> [EXTRACT PROVIDED]
--------------------

There are several formal definitions of RDR. In this paper, RDR refers to rules with their syntax represented as a BNF definition:

RDR ∷= IF <condition> THEN <rule> [EXCEPT <RDR_list>]

Thus, RDR is an IF-THEN-EXCEPT rule, where condition is a predicate and rule is a classification rule. The RDR structure can also contain a non-empty list of exception rules that refine the original rule. Thus, RDRs have much in common with decision trees: the rules and their exceptions are ordered, the first rule whose condition is met and none of the conditions of the exception rules is met causes the corresponding rule classification rule (in this case, lemmatization) to work. In general, RDR represents a decision tree that is not binary, but can be reduced to binary by converting the set of exception predicates into a series of one-vs-all predicates.

--------------------

> [MATERIALS PROVIDED]

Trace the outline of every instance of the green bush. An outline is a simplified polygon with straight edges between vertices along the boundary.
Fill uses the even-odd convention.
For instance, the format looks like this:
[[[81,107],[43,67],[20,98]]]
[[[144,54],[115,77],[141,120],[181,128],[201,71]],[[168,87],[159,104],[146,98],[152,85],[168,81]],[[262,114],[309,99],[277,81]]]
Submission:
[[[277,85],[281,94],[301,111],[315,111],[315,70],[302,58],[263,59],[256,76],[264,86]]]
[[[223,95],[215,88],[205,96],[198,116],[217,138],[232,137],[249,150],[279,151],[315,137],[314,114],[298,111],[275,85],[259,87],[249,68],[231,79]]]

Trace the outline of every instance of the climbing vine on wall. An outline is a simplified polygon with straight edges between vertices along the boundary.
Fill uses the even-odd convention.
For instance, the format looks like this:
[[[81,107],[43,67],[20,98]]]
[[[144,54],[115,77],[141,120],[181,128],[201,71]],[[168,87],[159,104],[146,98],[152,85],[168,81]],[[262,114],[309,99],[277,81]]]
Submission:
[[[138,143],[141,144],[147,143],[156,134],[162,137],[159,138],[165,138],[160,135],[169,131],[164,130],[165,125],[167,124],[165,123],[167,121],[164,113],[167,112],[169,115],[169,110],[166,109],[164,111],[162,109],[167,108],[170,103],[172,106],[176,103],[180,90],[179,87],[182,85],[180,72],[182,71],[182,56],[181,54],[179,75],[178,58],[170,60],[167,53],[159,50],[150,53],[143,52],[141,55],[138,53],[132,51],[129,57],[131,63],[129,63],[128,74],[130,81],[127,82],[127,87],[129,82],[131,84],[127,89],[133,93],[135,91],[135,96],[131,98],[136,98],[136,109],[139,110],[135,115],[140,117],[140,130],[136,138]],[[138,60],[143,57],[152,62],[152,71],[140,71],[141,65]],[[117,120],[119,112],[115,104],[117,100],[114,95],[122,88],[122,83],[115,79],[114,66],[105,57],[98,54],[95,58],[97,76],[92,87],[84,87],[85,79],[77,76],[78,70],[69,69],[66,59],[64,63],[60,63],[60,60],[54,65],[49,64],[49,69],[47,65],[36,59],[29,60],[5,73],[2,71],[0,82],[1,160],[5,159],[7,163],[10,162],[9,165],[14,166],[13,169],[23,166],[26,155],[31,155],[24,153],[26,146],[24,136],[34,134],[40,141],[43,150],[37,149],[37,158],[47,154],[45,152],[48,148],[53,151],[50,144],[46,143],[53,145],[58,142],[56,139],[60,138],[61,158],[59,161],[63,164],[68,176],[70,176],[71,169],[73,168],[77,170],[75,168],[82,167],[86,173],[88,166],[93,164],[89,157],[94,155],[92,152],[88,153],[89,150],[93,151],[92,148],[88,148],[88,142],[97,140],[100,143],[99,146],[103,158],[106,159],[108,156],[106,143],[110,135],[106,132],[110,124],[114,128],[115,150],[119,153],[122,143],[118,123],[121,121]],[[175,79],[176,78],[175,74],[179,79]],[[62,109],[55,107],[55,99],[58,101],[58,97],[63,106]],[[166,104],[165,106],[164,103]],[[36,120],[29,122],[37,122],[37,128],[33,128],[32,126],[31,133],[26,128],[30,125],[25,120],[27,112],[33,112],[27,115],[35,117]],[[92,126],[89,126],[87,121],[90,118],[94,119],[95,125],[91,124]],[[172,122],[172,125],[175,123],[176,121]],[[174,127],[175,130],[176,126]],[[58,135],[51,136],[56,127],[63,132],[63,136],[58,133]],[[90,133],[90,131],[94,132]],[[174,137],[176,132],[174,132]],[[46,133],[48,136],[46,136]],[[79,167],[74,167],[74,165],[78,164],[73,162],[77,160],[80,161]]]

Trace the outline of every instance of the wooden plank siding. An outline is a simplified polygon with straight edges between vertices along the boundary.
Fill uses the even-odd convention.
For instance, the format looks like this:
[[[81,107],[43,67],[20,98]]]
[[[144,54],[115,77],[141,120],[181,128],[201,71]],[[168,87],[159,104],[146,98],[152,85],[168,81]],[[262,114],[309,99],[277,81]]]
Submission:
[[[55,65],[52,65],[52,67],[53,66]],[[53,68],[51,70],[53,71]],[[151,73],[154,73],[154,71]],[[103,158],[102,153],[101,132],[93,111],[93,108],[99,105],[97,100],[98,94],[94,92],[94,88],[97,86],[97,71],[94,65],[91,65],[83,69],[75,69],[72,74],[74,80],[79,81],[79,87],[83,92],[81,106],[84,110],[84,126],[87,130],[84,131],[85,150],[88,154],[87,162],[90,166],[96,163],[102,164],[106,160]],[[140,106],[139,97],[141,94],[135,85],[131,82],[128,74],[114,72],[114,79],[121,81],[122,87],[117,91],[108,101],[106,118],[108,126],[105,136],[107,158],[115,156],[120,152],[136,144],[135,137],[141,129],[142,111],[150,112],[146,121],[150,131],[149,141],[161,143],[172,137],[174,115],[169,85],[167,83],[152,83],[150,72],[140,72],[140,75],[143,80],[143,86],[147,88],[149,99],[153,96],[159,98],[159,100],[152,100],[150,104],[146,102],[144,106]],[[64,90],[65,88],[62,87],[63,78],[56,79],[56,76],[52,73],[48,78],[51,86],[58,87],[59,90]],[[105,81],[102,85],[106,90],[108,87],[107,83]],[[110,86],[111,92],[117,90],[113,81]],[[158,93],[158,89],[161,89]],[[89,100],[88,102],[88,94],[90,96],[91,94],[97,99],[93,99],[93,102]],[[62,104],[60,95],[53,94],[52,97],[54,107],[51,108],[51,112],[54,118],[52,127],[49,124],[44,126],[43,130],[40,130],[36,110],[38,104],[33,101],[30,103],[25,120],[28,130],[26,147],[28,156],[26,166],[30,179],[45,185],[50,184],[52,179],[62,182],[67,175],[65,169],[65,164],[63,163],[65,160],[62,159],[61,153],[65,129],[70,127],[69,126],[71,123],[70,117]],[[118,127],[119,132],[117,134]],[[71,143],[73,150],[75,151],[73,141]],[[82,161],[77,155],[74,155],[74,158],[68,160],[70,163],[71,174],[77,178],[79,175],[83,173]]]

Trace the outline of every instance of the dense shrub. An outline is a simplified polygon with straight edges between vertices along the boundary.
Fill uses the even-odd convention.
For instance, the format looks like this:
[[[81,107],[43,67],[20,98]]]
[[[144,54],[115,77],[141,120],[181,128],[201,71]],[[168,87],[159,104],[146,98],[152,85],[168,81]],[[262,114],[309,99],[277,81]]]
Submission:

--------------------

> [PROBLEMS TO WORK ON]
#1 Can you translate this sentence from the RDR excerpt into Spanish: "Thus, RDR is an IF-THEN-EXCEPT rule, where condition is a predicate and rule is a classification rule."
#2 Would you reproduce, line for line, the part of the entries that opens with the line containing "Trace the outline of every instance of the dense" and runs through the end of the entries?

> [SOLUTIONS TO EACH TASK]
#1 Así, RDR es una regla IF-THEN-EXCEPT, donde la condición es un predicado y la regla es una regla de clasificación.

#2
Trace the outline of every instance of the dense shrub. An outline is a simplified polygon with straight edges between vertices along the boundary.
Fill uses the even-odd convention.
For instance, the format looks like this:
[[[81,107],[43,67],[20,98]]]
[[[144,54],[115,77],[141,120],[181,128],[201,71]],[[168,87],[159,104],[146,98],[152,85],[168,81]],[[262,114],[309,99],[277,81]]]
Submission:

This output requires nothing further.